■ 解く問題 ■
- 1) 日焼け止め剤の文章のうち、「緩和された目への刺激を有するパーソナル・ケア日焼け止め剤組成物」から始まり「皮膚への均一な分布に関する。」まで続く部分を、一字も変えずに書き写してください。
- 2) 日焼け止め剤の文章を、最後の文の後から書き継ぐこと。

■ 課題文 ■

■ ■ ■ ■ ■

説明

緩和された目への刺激を有するパーソナル・ケア日焼け止め剤組成物

【課題】目の刺激を最小限にしながら、活性な搬送及び製剤過程の改善された有効性をもたらし得るパーソナル・ケア組成物を提供する。
【解決手段】水、脂肪アルコール、脂肪酸、脂肪酸の塩、ポリグリセリル脂肪酸エステル及び油類の混合物を含む、安定な、最小のエネルギーを要する自己集合層及び球晶組成物。目に対する温和性に利し、更に日焼け止め剤の物理的フィルターの均一な皮膚での分布及び改良された安定性をも利する組成物。

【発明の詳細な説明】
【開示の内容】
【0001】
〔技術分野〕
(関連出願の相互参照)
関連出願情報:本願は、2009年1月30日に出願された、同時係属の米国特許出願第12/362,929号(代理人整理番号第JBP5046USNP号)の部分継続出願であり、また2009年1月30日に出願された、米国特許出願第61/148,561号、及び2010年1月12日に出願された、米国特許出願第________号(代理人整理番号第JBP5046USNP1号)に関連し、その内容は参照により本明細書に組み込まれる。
【0002】
(発明の分野)
本発明は、局所使用パーソナル・ケア日焼け止め剤製品の、目に対する強化された温和さを提供する自己集合層状(self-assembling lamellar)及び球晶(spherulite)構造体に関し、同様に、増大された物理的安定性及び製品の皮膚への均一な分布に関する。
【0003】
〔背景技術〕
顔用モイスチャライザー、ローション、クリーム、シャンプー、日焼け止め剤などを含む、皮膚に局所的に塗布されるパーソナル・ケア製品は、人間の目にしばしば接触する。このことは、使用者が製品をその手に移して、製品を皮膚に塗布し、不注意により目に接触してしまうことによる直接の塗布を通じて起き得る。かかる製品が目の中に入る別の経路は、使用者が製品を顔に塗布して、汗がそれを目に運び入れる場合の発汗である。かかる過程の影響は、目の涙、かゆみ、及び腫れを含む。

■ ■ ■ ■ ■

■ 抜粋資料 ■
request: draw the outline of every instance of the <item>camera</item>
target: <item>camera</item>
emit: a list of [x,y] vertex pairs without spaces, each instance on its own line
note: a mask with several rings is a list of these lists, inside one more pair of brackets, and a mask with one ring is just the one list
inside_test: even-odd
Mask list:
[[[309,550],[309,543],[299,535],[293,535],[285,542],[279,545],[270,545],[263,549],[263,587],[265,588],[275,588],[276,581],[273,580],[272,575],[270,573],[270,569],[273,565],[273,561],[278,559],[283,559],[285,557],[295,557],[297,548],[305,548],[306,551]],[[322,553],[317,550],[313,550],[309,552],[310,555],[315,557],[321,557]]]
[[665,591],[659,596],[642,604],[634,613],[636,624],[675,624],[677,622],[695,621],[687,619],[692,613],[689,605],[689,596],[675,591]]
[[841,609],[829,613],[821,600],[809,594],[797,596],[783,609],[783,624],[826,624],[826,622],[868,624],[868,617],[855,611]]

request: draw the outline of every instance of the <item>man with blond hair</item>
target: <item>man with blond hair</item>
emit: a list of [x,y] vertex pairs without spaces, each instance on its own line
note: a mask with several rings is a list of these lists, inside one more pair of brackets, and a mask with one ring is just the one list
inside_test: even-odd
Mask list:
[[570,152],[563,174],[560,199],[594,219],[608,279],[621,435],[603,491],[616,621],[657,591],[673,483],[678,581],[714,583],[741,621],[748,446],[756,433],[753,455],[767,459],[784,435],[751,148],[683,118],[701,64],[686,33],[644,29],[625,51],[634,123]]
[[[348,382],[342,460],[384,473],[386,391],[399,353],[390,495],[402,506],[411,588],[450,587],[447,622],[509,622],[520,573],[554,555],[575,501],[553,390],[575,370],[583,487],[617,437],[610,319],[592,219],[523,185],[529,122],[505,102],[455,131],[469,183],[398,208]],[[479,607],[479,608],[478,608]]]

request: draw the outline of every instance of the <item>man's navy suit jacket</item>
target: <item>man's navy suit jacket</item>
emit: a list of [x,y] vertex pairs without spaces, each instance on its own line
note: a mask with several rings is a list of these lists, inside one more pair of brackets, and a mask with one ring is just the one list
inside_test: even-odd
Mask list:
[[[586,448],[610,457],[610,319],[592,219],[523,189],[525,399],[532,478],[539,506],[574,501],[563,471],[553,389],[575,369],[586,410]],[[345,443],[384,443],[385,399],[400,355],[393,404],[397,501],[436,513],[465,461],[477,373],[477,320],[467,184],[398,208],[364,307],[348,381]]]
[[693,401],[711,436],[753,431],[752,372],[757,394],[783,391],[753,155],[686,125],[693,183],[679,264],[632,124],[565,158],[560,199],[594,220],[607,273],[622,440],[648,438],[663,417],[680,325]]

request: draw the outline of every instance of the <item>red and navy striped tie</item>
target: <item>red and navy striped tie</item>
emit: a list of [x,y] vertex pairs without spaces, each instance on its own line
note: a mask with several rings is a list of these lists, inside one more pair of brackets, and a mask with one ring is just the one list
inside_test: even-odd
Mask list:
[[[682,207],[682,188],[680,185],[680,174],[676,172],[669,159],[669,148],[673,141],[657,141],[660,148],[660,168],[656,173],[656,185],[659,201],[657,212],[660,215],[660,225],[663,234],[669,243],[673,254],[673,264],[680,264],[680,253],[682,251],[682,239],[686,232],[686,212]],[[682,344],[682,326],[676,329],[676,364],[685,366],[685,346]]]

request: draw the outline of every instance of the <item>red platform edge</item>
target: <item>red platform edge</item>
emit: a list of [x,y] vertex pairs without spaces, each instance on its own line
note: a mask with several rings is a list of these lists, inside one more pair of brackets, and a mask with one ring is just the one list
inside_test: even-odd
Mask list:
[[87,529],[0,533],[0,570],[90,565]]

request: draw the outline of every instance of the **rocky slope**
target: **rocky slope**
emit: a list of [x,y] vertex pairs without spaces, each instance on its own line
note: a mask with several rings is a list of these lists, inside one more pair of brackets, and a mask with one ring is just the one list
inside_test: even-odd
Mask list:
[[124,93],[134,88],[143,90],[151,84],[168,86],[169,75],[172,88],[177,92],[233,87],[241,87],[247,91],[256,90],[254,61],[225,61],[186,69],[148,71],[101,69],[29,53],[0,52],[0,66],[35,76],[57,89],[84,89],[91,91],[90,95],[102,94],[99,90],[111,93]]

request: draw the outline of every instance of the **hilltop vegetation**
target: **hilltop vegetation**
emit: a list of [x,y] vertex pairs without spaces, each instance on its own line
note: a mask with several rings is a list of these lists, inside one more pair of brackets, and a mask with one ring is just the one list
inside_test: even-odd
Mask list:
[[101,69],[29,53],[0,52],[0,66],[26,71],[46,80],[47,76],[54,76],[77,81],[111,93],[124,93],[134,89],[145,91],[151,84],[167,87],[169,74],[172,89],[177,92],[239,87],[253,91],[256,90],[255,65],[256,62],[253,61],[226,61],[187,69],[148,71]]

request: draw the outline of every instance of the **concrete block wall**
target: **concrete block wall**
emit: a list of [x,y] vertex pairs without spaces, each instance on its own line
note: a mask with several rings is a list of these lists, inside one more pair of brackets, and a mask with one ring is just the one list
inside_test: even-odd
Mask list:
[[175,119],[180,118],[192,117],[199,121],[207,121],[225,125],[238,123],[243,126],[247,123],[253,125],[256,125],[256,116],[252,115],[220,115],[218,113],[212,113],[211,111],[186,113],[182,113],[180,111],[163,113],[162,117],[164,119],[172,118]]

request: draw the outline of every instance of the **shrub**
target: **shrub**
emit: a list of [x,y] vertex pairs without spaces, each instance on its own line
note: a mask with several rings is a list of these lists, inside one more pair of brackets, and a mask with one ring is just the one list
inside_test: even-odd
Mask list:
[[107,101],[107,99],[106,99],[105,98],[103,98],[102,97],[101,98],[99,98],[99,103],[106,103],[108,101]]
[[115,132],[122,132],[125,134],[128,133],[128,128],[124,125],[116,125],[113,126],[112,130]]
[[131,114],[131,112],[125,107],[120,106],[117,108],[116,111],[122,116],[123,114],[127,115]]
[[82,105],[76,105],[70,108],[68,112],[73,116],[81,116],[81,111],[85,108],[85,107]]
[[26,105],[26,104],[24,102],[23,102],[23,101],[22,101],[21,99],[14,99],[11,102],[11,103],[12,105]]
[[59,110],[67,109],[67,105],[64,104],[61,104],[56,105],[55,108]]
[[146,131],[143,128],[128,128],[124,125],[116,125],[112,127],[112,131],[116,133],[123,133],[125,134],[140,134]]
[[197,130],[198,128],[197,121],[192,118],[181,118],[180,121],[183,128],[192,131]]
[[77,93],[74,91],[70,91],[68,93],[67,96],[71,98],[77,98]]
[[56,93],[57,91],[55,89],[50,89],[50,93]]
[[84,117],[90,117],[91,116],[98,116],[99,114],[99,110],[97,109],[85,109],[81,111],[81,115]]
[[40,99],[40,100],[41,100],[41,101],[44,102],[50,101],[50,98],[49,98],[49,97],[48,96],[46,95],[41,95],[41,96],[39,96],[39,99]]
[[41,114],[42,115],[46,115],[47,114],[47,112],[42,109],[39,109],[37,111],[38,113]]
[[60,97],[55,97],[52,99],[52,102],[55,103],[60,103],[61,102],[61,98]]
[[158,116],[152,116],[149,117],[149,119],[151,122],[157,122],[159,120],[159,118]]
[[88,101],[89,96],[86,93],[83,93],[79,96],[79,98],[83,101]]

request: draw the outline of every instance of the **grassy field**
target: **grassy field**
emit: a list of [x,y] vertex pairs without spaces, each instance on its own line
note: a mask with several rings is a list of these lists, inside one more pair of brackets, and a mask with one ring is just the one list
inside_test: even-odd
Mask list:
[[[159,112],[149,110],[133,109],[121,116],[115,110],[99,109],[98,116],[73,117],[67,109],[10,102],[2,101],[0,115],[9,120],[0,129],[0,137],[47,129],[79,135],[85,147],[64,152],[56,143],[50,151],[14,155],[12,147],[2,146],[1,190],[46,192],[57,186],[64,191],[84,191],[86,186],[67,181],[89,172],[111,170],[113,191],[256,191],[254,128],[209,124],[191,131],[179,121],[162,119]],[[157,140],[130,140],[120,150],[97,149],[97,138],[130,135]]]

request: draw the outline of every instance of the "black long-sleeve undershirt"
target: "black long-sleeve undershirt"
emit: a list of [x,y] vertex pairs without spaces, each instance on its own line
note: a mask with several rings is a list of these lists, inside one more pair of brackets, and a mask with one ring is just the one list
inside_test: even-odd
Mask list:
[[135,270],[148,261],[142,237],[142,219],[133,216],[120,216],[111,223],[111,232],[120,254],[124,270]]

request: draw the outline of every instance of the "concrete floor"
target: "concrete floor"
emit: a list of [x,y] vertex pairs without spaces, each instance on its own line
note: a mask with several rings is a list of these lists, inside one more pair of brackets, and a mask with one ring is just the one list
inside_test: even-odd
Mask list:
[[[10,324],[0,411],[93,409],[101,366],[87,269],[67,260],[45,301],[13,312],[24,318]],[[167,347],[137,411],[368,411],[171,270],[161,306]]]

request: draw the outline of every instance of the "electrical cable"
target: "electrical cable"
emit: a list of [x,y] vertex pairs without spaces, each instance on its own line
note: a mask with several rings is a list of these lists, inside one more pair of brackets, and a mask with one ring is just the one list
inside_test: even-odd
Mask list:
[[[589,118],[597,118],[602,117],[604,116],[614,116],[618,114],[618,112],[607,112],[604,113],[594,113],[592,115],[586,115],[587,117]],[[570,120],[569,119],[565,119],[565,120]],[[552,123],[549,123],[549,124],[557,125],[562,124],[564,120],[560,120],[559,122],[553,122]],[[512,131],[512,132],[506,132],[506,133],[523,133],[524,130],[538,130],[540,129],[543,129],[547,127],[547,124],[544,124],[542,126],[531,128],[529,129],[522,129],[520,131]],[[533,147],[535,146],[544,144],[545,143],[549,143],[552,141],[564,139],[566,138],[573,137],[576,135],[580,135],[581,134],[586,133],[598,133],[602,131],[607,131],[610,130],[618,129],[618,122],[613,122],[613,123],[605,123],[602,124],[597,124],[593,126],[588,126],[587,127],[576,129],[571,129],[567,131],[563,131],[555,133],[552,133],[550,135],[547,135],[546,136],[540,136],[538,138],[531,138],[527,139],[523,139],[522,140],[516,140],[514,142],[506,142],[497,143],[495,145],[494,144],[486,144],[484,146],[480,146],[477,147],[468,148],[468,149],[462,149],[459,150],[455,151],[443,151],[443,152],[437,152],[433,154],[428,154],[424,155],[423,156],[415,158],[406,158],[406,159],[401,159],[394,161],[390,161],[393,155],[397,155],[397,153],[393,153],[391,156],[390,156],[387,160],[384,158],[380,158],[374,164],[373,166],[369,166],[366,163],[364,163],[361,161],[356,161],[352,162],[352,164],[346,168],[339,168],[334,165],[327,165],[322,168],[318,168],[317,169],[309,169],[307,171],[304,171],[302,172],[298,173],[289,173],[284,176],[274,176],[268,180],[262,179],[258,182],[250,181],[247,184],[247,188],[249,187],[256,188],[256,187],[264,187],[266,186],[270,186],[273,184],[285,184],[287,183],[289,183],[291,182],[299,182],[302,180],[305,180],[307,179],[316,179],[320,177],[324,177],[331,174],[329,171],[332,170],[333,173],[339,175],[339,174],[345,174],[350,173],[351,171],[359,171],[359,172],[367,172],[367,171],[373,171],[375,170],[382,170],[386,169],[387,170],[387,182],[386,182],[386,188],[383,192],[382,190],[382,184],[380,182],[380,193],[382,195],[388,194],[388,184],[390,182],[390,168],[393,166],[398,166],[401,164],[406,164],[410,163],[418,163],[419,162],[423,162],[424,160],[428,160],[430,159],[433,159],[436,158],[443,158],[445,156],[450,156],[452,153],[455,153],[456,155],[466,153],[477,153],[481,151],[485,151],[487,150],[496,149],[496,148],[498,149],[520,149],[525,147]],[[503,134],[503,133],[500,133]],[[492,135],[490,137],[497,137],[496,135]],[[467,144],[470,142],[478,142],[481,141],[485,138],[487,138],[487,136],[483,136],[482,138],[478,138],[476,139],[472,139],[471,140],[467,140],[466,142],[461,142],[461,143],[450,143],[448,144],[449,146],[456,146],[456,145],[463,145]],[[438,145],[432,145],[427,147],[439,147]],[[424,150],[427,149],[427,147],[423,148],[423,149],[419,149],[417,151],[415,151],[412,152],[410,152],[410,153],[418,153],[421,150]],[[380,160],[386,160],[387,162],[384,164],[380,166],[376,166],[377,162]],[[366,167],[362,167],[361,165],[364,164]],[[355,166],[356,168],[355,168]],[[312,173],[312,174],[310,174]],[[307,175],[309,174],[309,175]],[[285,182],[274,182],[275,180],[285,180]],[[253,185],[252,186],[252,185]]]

■ ■ ■ ■ ■

■ 解答一覧 ■
- 1)
緩和された目への刺激を有するパーソナル・ケア日焼け止め剤組成物

【課題】目の刺激を最小限にしながら、活性な搬送及び製剤過程の改善された有効性をもたらし得るパーソナル・ケア組成物を提供する。
【解決手段】水、脂肪アルコール、脂肪酸、脂肪酸の塩、ポリグリセリル脂肪酸エステル及び油類の混合物を含む、安定な、最小のエネルギーを要する自己集合層及び球晶組成物。目に対する温和性に利し、更に日焼け止め剤の物理的フィルターの均一な皮膚での分布及び改良された安定性をも利する組成物。

【発明の詳細な説明】
【開示の内容】
【0001】
〔技術分野〕
(関連出願の相互参照)
関連出願情報:本願は、2009年1月30日に出願された、同時係属の米国特許出願第12/362,929号(代理人整理番号第JBP5046USNP号)の部分継続出願であり、また2009年1月30日に出願された、米国特許出願第61/148,561号、及び2010年1月12日に出願された、米国特許出願第________号(代理人整理番号第JBP5046USNP1号)に関連し、その内容は参照により本明細書に組み込まれる。
【0002】
(発明の分野)
本発明は、局所使用パーソナル・ケア日焼け止め剤製品の、目に対する強化された温和さを提供する自己集合層状(self-assembling lamellar)及び球晶(spherulite)構造体に関し、同様に、増大された物理的安定性及び製品の皮膚への均一な分布に関する。

- 2)
【0004】
消費者は、夏の間、日焼け止め剤が目に接触するために、目がヒリヒリしたり、熱くなる場合に日焼け止め剤製品に甚だしく不満を持つようになる。スキンクリーム、クレンザー及び洗浄液を含む、身体に付けたままのもの、及び洗い流すものの両方の製品などの他の種類の製品の消費者は、局所に塗布される多くのパーソナル・ケア製品の刺激的な性質に起因する痛みに悩むことがある。
【0005】
日焼け止め剤調合でのこの問題を解決するために、日焼け止め剤は、製品の水に対する抵抗性を増し、密閉性を強化する油中水賦形剤による搬送システムをしばしば含む。しかしながら、高度に密封性の油中水製品が日常的に使用されるとき、これらの製品は皮膚の自然の脂質バリアの再生を阻止し、それぞれの使用後にドライ・スキンの感触を発生させる。一般的な油中水製品の感覚は、しばしば、日常的な使用に不適切なワックス様又は油状の使用後の感触を残す。
【0006】
更に、油中水賦形剤が日焼け止め剤の有効性を伝達する程度には限界があり得る。二酸化チタン及び酸化亜鉛又は他の任意のコロイド状粒子などの日焼け止めフィルターは、油中水製剤の油相に主に局所化され、そのことにより、日焼け止めフィルターの皮膚への不均一な塗布が生じ得る。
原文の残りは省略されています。